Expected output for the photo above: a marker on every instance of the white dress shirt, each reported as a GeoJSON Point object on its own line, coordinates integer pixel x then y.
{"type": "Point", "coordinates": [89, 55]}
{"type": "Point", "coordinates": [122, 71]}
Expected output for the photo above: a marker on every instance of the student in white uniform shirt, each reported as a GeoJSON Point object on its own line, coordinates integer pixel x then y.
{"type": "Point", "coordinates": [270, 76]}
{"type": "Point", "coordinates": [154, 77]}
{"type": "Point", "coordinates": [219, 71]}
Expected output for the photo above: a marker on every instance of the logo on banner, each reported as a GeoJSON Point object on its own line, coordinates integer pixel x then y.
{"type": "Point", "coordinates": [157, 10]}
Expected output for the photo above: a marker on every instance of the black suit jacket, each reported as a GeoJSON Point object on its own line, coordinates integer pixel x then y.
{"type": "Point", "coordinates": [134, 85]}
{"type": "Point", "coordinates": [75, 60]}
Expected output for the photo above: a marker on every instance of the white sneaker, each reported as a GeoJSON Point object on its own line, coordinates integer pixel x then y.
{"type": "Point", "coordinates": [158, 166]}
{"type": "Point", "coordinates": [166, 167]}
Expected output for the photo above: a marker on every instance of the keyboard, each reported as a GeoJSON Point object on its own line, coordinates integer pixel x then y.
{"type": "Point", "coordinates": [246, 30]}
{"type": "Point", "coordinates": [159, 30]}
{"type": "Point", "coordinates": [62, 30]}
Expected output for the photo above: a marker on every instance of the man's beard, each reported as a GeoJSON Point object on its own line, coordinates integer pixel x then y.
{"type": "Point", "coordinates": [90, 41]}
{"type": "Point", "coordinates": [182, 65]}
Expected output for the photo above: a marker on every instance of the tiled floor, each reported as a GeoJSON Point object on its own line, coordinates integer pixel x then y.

--

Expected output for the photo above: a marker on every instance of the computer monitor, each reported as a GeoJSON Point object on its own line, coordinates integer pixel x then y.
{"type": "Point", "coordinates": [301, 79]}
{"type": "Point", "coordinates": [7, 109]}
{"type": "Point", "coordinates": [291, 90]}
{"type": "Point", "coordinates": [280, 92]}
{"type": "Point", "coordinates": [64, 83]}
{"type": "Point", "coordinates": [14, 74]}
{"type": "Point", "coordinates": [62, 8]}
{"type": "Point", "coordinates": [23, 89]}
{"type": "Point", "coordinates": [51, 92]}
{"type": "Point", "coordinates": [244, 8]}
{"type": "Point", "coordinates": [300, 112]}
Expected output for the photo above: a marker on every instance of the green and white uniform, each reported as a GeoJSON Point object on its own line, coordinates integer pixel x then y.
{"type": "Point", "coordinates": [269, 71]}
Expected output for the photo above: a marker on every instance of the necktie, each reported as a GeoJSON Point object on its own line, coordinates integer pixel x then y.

---

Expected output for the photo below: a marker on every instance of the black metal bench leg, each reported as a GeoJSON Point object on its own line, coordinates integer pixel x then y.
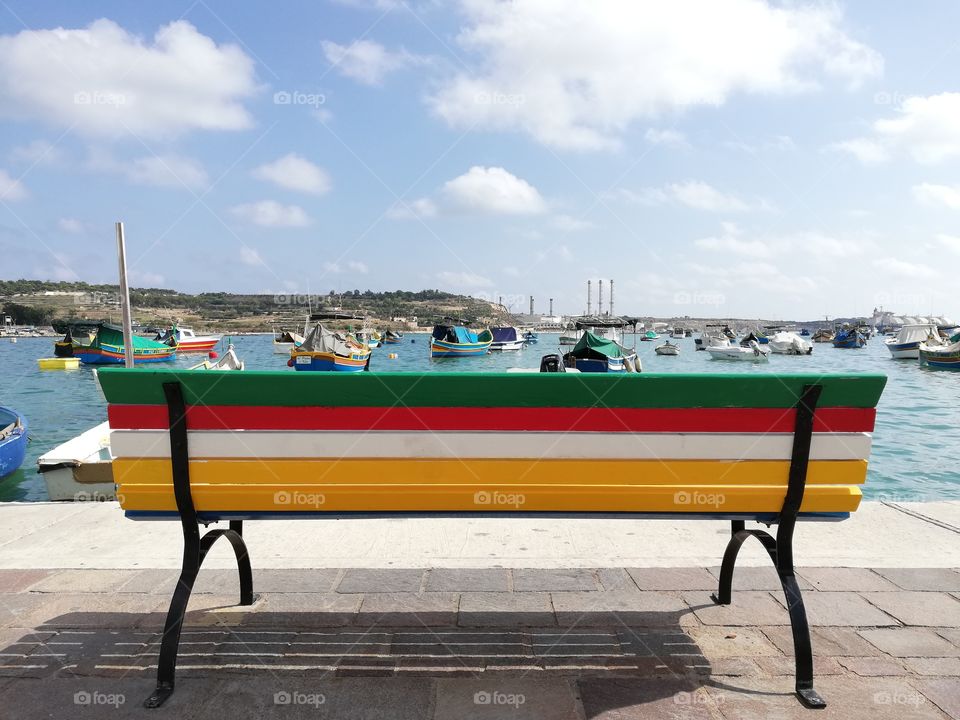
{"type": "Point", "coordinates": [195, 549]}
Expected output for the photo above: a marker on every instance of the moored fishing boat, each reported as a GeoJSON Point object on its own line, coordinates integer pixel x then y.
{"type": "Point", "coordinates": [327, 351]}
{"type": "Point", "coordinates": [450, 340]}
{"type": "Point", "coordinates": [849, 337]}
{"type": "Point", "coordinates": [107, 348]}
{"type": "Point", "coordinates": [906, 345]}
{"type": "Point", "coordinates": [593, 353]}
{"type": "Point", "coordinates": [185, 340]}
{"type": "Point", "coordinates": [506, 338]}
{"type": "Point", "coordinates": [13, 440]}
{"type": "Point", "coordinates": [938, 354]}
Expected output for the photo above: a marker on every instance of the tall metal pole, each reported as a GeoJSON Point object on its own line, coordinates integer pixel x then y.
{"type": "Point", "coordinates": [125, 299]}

• [Activity] What is needed is an exact copy of the lines above, from the one containing "of the man's" through the one containing "of the tiled", with nothing added.

• [Written solution]
Expected output for the photo above: a marker on every instance of the man's beard, each reported as a GeoJSON Point object on its own line, coordinates integer pixel x then y.
{"type": "Point", "coordinates": [90, 41]}
{"type": "Point", "coordinates": [182, 65]}
Expected output for the photo above: a marker on every instance of the tiled floor, each reported as a GeoJSON Point object on its own line, coordinates integer pixel x then y.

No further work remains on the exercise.